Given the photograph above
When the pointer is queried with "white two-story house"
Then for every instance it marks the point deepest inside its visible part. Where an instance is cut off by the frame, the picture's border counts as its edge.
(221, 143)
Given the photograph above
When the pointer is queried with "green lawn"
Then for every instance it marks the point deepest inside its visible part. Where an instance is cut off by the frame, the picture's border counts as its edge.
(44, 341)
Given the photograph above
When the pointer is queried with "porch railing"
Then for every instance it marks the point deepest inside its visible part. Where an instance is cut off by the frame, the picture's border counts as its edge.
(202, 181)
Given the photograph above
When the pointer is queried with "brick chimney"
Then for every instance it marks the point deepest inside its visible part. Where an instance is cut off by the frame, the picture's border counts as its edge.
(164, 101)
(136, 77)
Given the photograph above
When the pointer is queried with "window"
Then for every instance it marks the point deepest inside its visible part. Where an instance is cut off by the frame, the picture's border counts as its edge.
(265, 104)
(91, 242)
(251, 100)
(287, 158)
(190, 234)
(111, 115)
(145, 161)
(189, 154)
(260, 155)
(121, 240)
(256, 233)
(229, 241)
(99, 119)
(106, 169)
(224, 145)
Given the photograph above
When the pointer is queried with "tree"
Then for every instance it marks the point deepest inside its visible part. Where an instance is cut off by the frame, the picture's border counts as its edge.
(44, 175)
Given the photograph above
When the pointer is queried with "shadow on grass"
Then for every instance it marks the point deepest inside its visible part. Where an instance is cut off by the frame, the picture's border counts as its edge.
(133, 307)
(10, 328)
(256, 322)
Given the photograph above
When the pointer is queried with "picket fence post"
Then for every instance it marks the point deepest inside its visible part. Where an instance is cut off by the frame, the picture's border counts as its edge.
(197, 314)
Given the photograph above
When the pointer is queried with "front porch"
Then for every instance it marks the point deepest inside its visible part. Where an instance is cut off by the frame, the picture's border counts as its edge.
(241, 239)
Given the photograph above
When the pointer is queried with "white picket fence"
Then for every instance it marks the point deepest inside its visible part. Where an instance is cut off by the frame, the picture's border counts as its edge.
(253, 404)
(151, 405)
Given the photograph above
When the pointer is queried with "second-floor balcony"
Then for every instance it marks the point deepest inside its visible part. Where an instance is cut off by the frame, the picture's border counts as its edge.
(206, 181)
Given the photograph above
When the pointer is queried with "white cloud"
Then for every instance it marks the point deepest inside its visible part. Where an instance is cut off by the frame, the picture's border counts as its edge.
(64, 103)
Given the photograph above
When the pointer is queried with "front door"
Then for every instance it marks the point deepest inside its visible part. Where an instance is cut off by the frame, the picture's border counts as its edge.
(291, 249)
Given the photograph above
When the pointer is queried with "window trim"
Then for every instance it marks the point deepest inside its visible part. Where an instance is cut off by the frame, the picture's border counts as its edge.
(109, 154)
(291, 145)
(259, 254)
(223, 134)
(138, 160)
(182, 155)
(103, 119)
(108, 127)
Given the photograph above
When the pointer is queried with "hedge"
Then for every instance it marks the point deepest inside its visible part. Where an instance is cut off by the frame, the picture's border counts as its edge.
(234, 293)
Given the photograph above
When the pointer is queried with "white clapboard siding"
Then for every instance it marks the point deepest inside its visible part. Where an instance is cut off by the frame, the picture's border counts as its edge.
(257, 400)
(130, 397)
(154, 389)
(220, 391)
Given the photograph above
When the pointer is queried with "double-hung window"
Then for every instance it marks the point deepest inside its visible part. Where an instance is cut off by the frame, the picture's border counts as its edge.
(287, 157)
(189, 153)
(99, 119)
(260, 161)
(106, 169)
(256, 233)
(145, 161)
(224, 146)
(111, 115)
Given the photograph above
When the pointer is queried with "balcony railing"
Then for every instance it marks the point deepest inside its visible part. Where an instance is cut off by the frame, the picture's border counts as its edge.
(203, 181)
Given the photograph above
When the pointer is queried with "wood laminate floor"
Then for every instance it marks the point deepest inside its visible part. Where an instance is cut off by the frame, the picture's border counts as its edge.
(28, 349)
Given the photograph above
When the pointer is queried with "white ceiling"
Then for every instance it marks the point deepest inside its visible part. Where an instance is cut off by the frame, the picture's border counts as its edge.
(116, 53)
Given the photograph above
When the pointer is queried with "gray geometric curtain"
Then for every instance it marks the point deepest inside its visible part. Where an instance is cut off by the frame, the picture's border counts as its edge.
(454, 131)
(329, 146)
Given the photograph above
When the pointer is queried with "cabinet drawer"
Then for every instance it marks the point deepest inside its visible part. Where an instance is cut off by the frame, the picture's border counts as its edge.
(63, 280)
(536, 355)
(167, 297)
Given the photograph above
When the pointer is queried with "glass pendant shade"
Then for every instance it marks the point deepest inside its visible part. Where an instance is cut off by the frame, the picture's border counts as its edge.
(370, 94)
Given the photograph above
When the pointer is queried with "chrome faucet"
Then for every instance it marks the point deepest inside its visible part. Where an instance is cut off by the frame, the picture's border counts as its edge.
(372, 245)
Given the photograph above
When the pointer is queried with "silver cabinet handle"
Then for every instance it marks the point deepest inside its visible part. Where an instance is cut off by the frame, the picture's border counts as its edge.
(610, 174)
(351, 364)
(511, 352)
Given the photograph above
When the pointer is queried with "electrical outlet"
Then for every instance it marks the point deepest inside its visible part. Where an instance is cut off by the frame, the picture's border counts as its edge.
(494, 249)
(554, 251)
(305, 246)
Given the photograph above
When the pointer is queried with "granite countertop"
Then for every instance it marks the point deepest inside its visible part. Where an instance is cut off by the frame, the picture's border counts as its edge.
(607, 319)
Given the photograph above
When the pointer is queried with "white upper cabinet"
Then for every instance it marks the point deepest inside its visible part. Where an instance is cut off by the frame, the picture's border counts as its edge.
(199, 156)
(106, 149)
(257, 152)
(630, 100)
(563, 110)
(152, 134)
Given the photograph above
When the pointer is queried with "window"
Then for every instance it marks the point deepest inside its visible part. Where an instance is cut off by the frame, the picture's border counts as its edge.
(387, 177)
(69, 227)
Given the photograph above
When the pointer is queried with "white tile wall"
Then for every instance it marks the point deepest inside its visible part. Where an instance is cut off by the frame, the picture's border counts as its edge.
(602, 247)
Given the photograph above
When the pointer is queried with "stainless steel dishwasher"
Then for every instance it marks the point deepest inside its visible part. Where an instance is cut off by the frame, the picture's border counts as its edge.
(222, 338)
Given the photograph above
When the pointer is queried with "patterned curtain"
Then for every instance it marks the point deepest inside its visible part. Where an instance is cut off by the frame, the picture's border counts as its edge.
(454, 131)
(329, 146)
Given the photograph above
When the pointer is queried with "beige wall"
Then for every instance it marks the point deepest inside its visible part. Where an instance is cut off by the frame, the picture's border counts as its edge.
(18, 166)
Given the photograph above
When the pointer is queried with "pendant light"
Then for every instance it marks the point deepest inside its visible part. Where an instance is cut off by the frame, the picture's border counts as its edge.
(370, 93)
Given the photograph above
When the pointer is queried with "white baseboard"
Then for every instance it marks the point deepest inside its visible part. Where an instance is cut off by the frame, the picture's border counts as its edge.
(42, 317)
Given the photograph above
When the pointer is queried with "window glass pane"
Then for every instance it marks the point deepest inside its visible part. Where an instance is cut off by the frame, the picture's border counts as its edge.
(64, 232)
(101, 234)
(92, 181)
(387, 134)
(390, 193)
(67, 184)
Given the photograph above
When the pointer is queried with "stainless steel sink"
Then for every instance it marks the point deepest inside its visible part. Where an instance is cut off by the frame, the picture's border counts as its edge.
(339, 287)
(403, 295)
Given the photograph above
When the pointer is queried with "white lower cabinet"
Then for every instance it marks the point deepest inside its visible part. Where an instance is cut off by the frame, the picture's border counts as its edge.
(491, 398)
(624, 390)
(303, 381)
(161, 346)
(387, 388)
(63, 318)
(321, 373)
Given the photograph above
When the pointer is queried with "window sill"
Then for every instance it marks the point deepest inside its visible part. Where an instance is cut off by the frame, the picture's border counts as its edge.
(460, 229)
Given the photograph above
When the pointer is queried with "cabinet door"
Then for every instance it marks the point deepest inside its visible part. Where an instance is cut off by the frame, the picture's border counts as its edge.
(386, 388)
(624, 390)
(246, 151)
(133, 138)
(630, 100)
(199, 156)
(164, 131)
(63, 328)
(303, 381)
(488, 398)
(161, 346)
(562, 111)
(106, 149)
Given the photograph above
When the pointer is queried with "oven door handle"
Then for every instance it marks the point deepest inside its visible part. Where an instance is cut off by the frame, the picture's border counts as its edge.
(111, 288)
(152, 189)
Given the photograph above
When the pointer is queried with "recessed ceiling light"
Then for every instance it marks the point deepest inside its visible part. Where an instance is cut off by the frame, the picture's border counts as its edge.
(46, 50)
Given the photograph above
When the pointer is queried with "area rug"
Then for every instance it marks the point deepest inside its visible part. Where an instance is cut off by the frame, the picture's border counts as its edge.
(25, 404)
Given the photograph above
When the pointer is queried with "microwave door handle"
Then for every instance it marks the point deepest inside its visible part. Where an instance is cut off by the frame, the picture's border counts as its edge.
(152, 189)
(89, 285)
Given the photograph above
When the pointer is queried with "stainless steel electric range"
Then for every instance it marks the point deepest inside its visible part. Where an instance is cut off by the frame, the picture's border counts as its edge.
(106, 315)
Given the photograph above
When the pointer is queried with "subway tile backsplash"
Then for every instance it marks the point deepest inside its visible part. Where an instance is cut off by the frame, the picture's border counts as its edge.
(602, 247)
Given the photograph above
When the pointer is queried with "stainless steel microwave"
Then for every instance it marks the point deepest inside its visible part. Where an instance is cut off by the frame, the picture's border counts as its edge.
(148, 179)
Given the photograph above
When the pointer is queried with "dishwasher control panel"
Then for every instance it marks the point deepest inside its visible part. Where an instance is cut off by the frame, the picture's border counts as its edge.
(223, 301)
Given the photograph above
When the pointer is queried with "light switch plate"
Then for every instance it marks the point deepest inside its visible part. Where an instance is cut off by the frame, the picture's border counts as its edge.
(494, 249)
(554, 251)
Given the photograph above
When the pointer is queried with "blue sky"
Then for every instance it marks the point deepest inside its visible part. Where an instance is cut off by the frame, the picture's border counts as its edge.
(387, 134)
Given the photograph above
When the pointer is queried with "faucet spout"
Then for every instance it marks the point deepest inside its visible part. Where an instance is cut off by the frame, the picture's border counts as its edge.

────────

Count the lines in the rows above that contain the string "picket", matching case exactly. Reply with the number alone.

2